## Source document:
** Start **
The first sample’s resistivity increased relatively smoothly as it cooled, and appeared similar to samples from other replication attempts. But the second sample’s resistivity plunged near 112 oC (385K) — closely matching the Korean team’s observations.
“That was the moment where I said, ‘Well, obviously, that’s what made them think this was a superconductor,’” says Fuhrer. “The nail in the coffin was this copper sulfide thing.”
Making conclusive statements about LK-99’s properties is difficult, because the material is finicky and samples contain varying impurities. “Even from our own growth, different batches will be slightly different,” says Li. But Li argues that samples that are close enough to the original are sufficient for checking whether LK-99 is a superconductor in ambient coniditions.
Crystal clear
With strong explanations for the resistivity drop and the half-levitation, many in the community were convinced that LK-99 was not a room-temperature superconductor. But mysteries lingered — namely, what were the material’s actual properties?
** End **
## Direction 1:
From the LK-99 passage, list every direct quotation and the person it is attributed to.
## Direction 2:
Please arrange the part of the listing between the lines holding "Task: Where can the gold metal" and "[[171, 121]]", inclusive, as a two-column CSV with the columns request and answer.
The listing below has no connection to the LK-99 passage.

## The input:
** Start **
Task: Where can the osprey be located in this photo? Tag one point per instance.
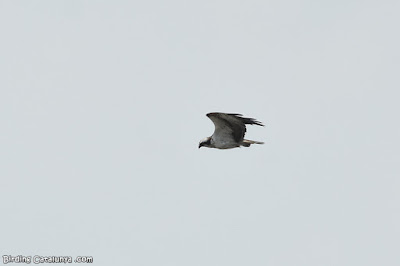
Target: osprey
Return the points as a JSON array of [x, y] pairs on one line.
[[229, 131]]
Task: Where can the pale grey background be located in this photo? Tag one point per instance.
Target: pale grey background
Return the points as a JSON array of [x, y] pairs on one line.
[[103, 104]]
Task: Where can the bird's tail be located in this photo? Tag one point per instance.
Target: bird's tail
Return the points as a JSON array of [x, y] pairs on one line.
[[247, 143]]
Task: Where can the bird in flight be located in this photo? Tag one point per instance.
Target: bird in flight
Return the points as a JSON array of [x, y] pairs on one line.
[[229, 131]]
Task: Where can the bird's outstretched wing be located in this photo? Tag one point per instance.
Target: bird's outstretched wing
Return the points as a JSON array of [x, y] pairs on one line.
[[231, 125]]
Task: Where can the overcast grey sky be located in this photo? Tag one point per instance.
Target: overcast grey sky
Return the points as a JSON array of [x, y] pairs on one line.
[[103, 104]]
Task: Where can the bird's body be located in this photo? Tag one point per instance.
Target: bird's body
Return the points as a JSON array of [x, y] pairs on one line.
[[229, 131]]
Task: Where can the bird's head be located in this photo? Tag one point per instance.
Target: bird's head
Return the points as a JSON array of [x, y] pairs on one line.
[[205, 142]]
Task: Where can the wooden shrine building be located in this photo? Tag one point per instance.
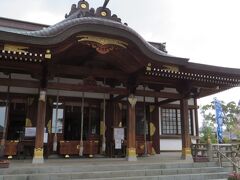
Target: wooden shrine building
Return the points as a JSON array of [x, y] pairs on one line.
[[91, 85]]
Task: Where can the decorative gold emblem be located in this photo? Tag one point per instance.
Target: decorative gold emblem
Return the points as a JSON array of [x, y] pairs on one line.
[[19, 49], [170, 68], [149, 67], [103, 13], [152, 129], [101, 44], [83, 6], [48, 54], [28, 122]]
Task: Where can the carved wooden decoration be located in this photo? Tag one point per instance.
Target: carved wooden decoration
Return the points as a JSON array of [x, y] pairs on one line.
[[101, 44]]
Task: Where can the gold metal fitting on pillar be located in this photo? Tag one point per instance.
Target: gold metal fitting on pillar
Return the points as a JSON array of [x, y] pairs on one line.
[[132, 100], [42, 96], [38, 153]]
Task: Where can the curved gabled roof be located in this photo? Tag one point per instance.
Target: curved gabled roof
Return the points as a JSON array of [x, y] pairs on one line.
[[81, 19], [57, 33]]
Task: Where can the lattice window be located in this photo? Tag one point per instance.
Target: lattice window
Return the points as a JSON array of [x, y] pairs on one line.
[[171, 121]]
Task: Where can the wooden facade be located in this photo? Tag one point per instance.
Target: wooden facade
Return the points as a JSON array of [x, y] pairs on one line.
[[76, 82]]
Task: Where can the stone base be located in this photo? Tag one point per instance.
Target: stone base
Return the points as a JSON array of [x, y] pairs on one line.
[[38, 161], [131, 158], [4, 164], [187, 155], [131, 154]]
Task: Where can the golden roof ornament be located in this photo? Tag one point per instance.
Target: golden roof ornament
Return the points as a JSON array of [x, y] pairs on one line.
[[82, 10]]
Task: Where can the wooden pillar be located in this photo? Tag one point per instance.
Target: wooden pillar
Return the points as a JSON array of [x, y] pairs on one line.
[[38, 150], [196, 117], [131, 130], [154, 129], [186, 150]]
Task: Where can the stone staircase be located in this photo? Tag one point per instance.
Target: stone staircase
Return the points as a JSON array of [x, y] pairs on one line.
[[118, 170]]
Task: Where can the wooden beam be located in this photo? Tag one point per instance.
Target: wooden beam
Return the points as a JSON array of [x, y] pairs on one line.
[[122, 92], [19, 83], [166, 101], [87, 88], [158, 94], [20, 66], [119, 97], [67, 70]]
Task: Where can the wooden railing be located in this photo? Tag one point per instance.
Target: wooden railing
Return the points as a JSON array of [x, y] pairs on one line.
[[217, 152]]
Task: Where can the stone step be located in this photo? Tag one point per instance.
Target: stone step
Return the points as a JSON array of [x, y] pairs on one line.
[[99, 167], [131, 174], [204, 176]]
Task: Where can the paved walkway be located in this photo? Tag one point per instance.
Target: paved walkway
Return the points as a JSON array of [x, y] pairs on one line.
[[160, 158]]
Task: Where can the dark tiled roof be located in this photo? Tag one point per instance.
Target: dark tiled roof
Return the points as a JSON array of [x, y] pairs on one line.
[[63, 30]]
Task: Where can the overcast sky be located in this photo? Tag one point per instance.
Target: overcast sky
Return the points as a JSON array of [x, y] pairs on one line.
[[206, 31]]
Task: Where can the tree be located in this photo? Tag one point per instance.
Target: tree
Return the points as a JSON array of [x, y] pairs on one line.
[[231, 112]]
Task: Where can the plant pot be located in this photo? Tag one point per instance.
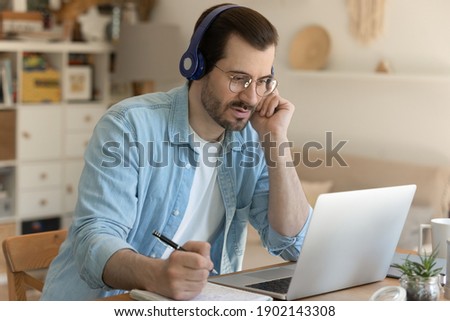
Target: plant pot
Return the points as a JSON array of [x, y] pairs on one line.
[[421, 288]]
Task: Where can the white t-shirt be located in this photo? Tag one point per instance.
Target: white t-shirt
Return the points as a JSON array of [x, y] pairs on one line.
[[205, 209]]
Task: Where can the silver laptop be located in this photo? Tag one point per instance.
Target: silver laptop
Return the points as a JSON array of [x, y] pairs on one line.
[[351, 241]]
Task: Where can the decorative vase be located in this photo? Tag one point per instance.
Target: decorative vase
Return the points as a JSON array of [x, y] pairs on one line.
[[421, 288]]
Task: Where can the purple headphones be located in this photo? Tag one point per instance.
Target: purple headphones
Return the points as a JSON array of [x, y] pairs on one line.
[[192, 63]]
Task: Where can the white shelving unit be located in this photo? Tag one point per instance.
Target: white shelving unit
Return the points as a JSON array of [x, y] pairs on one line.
[[50, 137]]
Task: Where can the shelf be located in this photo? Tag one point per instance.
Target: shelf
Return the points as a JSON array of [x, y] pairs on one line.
[[342, 75], [47, 132], [55, 47]]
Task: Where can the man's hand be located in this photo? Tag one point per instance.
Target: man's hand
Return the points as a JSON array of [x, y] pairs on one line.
[[185, 273], [273, 115], [181, 277]]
** End **
## Right answer 1:
- Fuhrer: "That was the moment where I said, 'Well, obviously, that's what made them think this was a superconductor,'"
- Fuhrer: "The nail in the coffin was this copper sulfide thing."
- Li: "Even from our own growth, different batches will be slightly different,"

## Right answer 2:
request,answer
"Task: Where can the gold metal fitting on pillar be located in this photo? Tag one point per instance. Target: gold metal fitting on pillar Return the points as a JSON array of [x, y] pairs on one line.","[[132, 100], [42, 96], [38, 153]]"
"Task: Where can the curved gabled roof be located in this photo? Tag one point per instance. Target: curved gabled roof Return the points as a JSON array of [x, y] pairs on one line.","[[81, 19], [57, 33]]"
"Task: Where can the lattice window be located in this photo? Tag one point per instance. Target: lattice window Return the points as a JSON array of [x, y] pairs on one line.","[[171, 121]]"